> Page extract:

_ _ _

But more seriously, I felt greatly honoured by the invitation because I deeply respect Baryamureba’s academic record. I also know how justifiably proud he is of UTAMU, his brainchild, and a practical demonstration of creative thinking outside the box.

Leaving the vice-chancellor’s chair at the very young age of 43, Barya was expected to return to his faculty of computer science, where he had been the founding dean.

But the ICT professor had had enough of Makerere. After all, his tenure as vice-chancellor had been conspicuously controversial, with several run-ins with students, staff and other stakeholders.

It could only compete, in strife, with that of my former colleague at Kenyatta University, Prof Isaac Omolo Ndiege, as vice-chancellor of Uganda’s second top public  school, Kyambogo University.

So, for Barya, as his friends call him, out of the VC office meant out of Makerere. What surprised most of us was that he ventured directly into the tremendously challenging business of private tertiary education.

_ _ _

Items from a dataset
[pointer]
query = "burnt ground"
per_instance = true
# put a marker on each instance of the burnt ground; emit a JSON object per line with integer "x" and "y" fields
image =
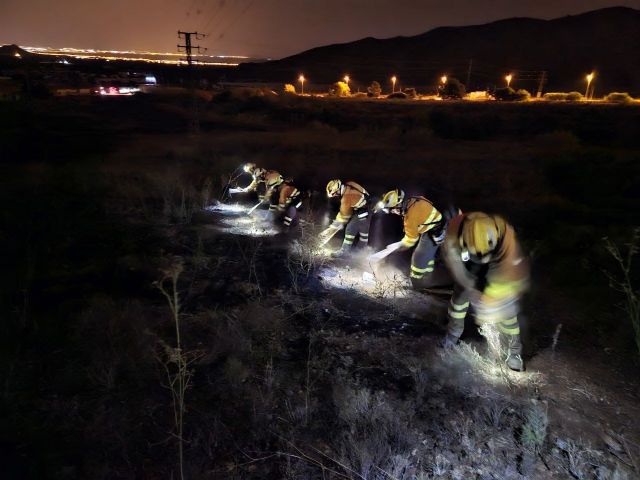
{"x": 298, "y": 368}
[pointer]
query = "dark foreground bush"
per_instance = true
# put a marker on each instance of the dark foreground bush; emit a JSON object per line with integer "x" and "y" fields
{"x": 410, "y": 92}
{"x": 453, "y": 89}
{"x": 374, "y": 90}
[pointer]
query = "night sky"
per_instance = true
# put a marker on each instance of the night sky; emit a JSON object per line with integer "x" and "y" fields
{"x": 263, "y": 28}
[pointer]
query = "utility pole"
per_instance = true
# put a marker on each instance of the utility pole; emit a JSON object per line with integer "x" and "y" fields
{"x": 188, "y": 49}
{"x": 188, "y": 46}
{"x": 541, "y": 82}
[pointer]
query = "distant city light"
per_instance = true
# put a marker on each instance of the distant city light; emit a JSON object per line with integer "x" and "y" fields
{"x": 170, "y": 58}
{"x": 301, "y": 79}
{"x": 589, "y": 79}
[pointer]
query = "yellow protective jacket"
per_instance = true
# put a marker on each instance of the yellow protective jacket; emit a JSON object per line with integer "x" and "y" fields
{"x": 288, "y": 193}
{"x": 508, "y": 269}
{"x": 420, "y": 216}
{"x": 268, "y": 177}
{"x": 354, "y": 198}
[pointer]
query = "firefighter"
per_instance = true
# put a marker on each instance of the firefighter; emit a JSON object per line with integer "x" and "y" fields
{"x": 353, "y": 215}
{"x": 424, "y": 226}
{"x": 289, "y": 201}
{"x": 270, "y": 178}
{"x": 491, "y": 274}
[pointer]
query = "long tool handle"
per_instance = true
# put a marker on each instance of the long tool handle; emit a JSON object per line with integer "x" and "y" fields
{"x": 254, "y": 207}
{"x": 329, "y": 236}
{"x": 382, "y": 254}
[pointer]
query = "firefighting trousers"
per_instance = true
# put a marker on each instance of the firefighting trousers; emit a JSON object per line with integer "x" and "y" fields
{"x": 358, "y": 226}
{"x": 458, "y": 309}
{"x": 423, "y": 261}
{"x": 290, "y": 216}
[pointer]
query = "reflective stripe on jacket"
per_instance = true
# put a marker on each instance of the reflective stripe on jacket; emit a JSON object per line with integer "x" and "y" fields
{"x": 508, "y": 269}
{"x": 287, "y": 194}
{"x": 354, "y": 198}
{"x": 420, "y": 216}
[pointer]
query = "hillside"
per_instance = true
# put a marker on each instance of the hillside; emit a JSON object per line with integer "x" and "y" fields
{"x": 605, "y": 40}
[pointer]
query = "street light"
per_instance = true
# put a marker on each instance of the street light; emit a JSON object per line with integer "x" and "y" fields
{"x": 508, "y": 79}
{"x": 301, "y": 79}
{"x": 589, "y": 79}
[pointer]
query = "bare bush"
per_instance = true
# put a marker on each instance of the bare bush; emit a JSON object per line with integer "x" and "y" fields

_ _ _

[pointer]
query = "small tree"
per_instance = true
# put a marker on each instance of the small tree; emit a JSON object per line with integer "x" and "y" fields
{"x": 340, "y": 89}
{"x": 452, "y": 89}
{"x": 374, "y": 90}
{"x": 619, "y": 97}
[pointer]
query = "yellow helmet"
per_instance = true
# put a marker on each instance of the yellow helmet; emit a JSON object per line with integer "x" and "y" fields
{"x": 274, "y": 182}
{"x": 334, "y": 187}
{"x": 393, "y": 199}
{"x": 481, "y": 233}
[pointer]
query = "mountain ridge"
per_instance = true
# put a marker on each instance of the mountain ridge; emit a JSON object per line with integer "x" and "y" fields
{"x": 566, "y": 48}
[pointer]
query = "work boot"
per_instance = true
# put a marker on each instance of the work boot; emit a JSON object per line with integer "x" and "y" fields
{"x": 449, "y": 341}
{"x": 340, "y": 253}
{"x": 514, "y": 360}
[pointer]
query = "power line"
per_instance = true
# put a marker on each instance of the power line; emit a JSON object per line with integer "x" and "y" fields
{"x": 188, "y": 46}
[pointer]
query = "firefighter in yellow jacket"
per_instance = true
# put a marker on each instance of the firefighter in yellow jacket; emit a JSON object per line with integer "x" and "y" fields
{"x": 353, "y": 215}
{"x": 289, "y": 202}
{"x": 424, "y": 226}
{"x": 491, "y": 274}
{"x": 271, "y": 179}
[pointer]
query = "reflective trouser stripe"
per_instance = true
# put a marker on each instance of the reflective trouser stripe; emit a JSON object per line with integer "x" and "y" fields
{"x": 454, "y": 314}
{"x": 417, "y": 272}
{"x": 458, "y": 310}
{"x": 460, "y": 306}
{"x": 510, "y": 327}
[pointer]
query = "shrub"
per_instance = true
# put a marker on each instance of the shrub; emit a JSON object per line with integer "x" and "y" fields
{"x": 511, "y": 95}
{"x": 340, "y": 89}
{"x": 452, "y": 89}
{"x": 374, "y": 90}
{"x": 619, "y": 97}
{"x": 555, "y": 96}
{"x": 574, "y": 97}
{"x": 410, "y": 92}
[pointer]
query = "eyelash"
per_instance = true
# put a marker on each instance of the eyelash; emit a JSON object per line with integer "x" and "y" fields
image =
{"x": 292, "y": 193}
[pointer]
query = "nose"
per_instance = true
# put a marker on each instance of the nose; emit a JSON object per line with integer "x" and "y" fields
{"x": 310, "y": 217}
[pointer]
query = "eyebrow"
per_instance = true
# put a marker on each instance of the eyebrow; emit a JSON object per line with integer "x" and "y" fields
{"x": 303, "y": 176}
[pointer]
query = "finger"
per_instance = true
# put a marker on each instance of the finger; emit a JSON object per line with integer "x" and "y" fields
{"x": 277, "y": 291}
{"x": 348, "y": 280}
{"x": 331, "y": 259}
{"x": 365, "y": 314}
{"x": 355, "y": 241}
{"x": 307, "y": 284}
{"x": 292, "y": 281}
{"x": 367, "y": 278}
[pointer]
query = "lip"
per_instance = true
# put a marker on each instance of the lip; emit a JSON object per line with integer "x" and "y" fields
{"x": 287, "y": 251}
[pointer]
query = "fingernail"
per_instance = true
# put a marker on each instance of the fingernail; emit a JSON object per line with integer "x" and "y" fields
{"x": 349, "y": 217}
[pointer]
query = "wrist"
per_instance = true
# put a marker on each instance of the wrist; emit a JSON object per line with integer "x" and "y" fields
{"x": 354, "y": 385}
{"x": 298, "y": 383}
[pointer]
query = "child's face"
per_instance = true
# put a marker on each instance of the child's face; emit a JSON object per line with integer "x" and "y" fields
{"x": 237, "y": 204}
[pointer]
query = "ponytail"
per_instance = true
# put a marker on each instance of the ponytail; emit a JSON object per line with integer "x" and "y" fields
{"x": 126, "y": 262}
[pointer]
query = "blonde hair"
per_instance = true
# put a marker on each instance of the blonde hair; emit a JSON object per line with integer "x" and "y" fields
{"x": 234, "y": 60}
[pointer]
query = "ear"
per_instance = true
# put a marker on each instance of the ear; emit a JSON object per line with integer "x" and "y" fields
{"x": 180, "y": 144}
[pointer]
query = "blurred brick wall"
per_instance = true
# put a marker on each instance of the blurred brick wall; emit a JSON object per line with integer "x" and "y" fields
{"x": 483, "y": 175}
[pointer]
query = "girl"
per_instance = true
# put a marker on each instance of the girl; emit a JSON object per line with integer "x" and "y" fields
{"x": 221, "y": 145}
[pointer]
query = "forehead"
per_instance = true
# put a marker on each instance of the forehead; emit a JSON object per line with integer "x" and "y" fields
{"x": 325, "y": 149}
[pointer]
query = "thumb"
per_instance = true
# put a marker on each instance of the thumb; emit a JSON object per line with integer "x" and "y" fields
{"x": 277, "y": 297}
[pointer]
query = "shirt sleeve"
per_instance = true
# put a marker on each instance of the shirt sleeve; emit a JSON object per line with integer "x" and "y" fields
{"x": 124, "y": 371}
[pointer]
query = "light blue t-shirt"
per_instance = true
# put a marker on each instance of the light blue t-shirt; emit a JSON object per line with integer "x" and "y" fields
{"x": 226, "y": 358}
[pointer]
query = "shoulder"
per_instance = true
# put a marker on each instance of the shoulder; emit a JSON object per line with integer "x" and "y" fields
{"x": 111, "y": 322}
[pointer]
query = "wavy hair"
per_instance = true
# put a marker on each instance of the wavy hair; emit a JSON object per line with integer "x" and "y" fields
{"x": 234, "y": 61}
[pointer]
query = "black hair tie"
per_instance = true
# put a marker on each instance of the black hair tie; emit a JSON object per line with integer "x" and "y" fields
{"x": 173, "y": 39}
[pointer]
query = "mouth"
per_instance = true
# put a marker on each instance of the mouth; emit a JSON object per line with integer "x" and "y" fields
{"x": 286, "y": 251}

_ _ _

> Directions for this task:
Continue the piece about Baryamureba and UTAMU from its last sentence, keeping the same tone.

> Exercise output:
UTAMU is an elaborate outfit with high ambitions of becoming the best ICT degree-awarding institution in East Africa. Apparently, the shrewd professor had been hatching the idea long before he threw in the towel at Makerere.

But now, here he is, a few weeks away from the first UTAMU graduation, throwing his hat into the ring for the presidency. Will he make it? Could Uganda have a President Venansius Baryamureba, come 2016? Hazarding a guess requires a very elaborate analysis of the current Ugandan political landscape, for which I do not have the head.

But Barya’s bid is being taken more seriously than those of most others, including that of my clansman and namesake, Prof Gilbert Bukenya, a former vice-president. To most observers, the significance of Baryamureba’s candidacy lies in its implication that, maybe, a new and younger generation is ready and willing to relieve my agemates of their heavy leadership burdens and assign them appropriate advisory roles.

My problem, however, is that I have not yet made my visit to UTAMU. I delayed because I was trying to prepare a short presentation for the professor, regarding communication.

One of my pet ideas, as you probably know, is that competent communication should be an integral part of every teaching and training programme at every level of our education, including university and professional formation.      

I am speaking here of the basic ability to convey and receive messages efficiently. The main foundation of this ability is competent and confident listening, speech, writing and reading: language, in other words.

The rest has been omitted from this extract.